───── PROVIDED PASSAGE
Since You're Probably Wondering...
Duplication with Google Book Search at least with this first beta? We searched for ten random titles. We alternated our starting point between GSB and MLBS. Note: At Google, we limited to searches to "full view" books. What's a full view book?
+ The Cultivated Man (1915)
Available in both MLBs and GBS
+ The Book of Athletics (1914)
+ New York Panorama (1938)
+ A Manual of Nursing (1894)
+A Historical Companion to Hymns Ancient and Modern (1903)
+ Education and the Philosophical Ideal (1900)
+ A Forest Orchid and Other Stories (1902)
+ Laws and Ordinances Governing the City of Chicago (1873)
+ The Stolen Story and Other Newspaper Stories (1899)
MLBS and GBS
+ A Civil Service Manual (1912)
Surprising results? Hardly. With the millions and millions of books out there, seeing only two duplicate titles (again, we limited to GBS full view) is no surprise at this point. It will be interesting to watch over time as more and more public domain books are digitized and made available in both databases.
──────────
*QUESTIONS ON THE MATERIAL*
a – In the post about book search duplication, what kind of books were the Google searches limited to?
b – From the post about book search duplication, copy out the stretch from "Available in both MLBs" through "Other Stories (1902)".
The records that come next are separate material and have no connection to the post about book search duplication.
───── PROVIDED DATA
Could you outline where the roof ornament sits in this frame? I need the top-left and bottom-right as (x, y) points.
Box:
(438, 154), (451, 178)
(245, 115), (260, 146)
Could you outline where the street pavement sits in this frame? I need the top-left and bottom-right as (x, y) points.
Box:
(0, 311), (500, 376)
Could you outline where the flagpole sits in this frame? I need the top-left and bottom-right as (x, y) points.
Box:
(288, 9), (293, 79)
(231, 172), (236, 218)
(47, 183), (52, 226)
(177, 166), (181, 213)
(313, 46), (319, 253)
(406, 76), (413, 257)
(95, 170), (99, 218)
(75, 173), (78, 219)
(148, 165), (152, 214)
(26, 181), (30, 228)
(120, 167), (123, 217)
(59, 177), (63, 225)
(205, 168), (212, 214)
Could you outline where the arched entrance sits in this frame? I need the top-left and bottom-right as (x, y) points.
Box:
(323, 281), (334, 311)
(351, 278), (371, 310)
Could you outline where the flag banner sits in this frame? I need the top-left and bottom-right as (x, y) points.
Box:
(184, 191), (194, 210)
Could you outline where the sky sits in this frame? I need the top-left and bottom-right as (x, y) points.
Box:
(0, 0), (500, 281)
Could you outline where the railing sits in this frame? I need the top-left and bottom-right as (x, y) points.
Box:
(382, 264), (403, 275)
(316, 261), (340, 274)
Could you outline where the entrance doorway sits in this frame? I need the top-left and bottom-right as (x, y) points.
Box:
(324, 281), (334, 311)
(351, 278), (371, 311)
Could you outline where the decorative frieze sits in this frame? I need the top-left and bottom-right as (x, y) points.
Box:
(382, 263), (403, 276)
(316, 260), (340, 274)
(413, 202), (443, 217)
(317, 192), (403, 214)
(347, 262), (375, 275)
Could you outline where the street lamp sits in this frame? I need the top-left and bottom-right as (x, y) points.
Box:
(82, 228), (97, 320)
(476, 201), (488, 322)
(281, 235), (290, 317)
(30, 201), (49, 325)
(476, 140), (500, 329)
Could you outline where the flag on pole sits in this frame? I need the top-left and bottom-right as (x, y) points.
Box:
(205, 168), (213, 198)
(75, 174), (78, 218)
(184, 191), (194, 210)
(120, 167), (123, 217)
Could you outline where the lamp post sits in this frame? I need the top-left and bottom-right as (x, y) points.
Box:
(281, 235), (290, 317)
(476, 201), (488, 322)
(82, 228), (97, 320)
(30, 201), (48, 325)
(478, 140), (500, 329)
──────────
*ANSWERS GIVEN*
a – "Full view" books.

b –
Available in both MLBs and GBS
+ The Book of Athletics (1914)
+ New York Panorama (1938)
+ A Manual of Nursing (1894)
+A Historical Companion to Hymns Ancient and Modern (1903)
+ Education and the Philosophical Ideal (1900)
+ A Forest Orchid and Other Stories (1902)